SET TASK: Count the lines in the rows below that contain the word "pink", and reply with the number only.

SUPPLIED MATERIAL:
_ _ _

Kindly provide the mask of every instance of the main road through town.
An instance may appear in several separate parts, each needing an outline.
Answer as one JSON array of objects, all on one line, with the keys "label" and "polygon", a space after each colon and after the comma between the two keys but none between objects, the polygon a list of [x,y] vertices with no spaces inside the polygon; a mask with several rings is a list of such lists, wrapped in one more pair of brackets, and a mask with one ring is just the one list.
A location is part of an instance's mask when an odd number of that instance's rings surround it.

_ _ _

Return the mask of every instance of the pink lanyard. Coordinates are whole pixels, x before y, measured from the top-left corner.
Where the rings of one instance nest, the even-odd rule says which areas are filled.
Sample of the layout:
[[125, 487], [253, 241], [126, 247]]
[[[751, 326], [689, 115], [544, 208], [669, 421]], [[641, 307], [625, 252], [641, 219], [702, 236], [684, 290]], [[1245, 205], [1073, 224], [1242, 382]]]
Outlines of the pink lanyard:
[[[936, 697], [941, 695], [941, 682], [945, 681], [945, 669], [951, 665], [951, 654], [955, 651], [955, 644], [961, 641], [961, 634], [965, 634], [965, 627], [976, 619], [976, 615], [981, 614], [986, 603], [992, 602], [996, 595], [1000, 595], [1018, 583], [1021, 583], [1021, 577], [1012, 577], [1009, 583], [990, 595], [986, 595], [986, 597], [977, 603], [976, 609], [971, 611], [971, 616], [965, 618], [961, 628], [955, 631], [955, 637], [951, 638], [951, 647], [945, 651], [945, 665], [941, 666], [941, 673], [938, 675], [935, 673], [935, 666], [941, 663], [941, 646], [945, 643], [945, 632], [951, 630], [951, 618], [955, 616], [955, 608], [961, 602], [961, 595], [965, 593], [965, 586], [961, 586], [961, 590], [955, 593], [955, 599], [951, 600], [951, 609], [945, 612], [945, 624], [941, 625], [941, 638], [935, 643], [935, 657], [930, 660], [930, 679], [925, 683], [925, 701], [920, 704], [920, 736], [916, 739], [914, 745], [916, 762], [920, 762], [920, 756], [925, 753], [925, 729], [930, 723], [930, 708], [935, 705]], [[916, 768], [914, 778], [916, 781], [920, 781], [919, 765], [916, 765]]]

_ _ _

THE ANSWER: 2